• [What you need to do] Rewrite the lines beginning at the one containing "Tight boxes only — no extra padding. Annotate the vegetation" and ending after the one containing "[0,218,222,305]", changing "bush" to "shrub" and keeping everything else the same. Leave the pictures out of your answer.

• [Source records]
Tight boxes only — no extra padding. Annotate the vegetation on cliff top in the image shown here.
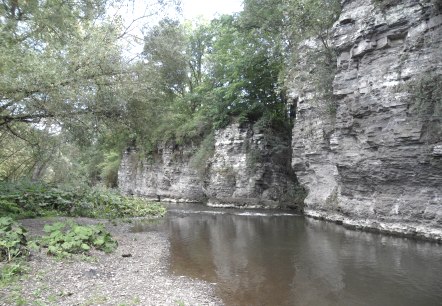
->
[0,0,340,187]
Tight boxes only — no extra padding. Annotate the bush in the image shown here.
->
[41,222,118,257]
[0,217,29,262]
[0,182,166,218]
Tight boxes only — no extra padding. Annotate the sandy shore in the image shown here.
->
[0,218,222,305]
---
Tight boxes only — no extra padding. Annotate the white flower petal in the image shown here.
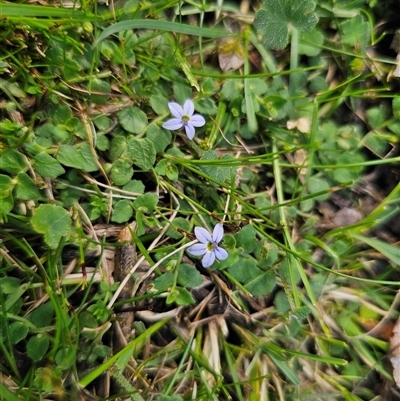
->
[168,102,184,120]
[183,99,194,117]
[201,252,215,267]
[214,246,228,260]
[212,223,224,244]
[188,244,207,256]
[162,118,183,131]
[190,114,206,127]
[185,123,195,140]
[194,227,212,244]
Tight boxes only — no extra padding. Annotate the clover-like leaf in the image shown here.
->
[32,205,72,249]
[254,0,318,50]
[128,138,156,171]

• [Answer for the task]
Tight boxes only — no extra padding. Annotate the vegetation on cliff top in the image shown here.
->
[0,0,340,187]
Tight boxes only — no extra padding. Annotate the shrub in the image shown here.
->
[41,222,118,257]
[0,217,29,262]
[0,182,166,218]
Tight boxes only — no extra padding. Annotate the sandy shore in the image shown here.
->
[0,218,222,305]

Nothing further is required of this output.